If only you could see that all your fanatical religious beliefs are a crutch, something for you to lean on to support you when you can't accept the truth. When you have nowhere else to go you turn to your "faith" which is nothing more than your distortion of words, twisted and molded to put those around you into chains, into categories of "Sinners" and "Saints."  You will never understand that we are all a little of both and if one be damned then so are we all...

If you only had been able to see that children are not possessions - not chattel - you would still have the gift of being able to laugh with your daughter because she is in many ways wiser than you, and her words are a mixture of childish idealism and the cold harsh reality of adulthood come too soon...and you would laugh because you cant believe how grown up she is and yet how much further she has to go and how much is out there for her to experience...and you would feel a sense of relief that she is still young and a sense of dread that she is.  Or you would be able to watch a sunset with your son in absolute silence, no words needed, because you both felt the peace of knowing that just that one day you had done the very best you could to make the world a better place and tomorrow would come and you'd have another chance to do it all again to be significant.  To matter. You'd be able to appreciate your youngest child's gift of inner peace and extreme intelligence and her magnetism that seems to lighten the hearts of everyone she touches. You wouldn't try to bind her to you through force and manipulation because she is light-hearted and free and she needs to be allowed to soar and experiment with finding herself, through music, through friendship, through making mistakes.

If only you would not stick so doggedly to what you think is right, you might be able to learn something that could possibly change your life forever - take you to a better place where fear of failure, hell and damnation evaporate into thin air and you are free...totally free to live your life in joy and with love.I failed miserably at enlightening you on these things. But I have these gifts and so many more for which I am eternally grateful. My life is full...

Tuesday, December 3, 2013

Splitting in Two - My Role as a Wife/Mother in a Blended Family

When my son came home from college for Thanksgiving last week, I swore that this time would be different; there would be NO FIGHTING between he and my husband. I was putting my foot down, and I let them both  know it. No screaming, getting in each others faces over who forgot to flush the toilet or who was drinking straight out of the milk carton; no hooking me in to their arguments, no forcing me to take sides between the man I love and my firstborn - my son. It had been a rough few months around here, and in anticipation of what had the possibility of turning into a volcanic eruption of anger and cruelty with me playing referee, I decided to take a proactive approach this time.This all meant for me that I had to start psyching myself up for Corey's homecoming.  I just didn't feel up to the usual role of mediator. It was getting old already! Seven years, and the two of them still couldn't coexist in the same space without pissing each other off. It isn't that they don't love each other, but as in most stepfamilies, sometimes oil and water just don't mix, and planning activities for us to do to avoid any possible triggers for either of them, seemed to be a logical solution.
※
Can you retype the passage from "If only you could" to "are we all...", word for word?
※
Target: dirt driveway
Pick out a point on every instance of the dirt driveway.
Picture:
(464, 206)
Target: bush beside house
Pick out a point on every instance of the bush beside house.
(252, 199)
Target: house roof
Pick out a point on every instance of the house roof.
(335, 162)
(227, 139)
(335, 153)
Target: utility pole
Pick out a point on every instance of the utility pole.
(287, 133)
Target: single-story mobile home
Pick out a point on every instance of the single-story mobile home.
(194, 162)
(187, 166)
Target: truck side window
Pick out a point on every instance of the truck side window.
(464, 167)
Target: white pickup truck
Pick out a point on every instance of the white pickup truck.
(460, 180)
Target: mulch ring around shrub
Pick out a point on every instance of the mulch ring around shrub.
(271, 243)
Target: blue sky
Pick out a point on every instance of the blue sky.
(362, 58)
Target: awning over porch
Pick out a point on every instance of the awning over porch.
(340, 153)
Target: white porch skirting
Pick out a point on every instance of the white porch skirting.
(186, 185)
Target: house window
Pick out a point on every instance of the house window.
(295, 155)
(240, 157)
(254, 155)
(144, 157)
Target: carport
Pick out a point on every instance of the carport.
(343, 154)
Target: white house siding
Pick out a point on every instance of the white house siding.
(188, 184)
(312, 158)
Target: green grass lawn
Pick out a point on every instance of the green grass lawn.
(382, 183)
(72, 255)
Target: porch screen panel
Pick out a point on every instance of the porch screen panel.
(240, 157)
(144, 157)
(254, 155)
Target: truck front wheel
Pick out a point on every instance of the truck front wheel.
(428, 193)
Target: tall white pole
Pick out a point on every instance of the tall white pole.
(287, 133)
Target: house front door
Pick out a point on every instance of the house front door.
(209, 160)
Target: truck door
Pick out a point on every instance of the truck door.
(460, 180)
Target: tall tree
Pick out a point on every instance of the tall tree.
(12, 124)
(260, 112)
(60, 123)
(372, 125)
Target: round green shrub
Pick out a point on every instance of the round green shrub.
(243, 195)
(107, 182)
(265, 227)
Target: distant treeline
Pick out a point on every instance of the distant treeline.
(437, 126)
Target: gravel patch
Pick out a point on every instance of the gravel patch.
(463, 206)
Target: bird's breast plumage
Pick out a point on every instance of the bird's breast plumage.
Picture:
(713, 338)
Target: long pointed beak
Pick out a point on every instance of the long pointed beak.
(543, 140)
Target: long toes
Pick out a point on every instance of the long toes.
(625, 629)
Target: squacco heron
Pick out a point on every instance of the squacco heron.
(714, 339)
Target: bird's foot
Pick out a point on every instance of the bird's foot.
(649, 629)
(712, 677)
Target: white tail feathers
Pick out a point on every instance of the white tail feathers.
※
Task output -
If only you could see that all your fanatical religious beliefs are a crutch, something for you to lean on to support you when you can't accept the truth. When you have nowhere else to go you turn to your "faith" which is nothing more than your distortion of words, twisted and molded to put those around you into chains, into categories of "Sinners" and "Saints."  You will never understand that we are all a little of both and if one be damned then so are we all...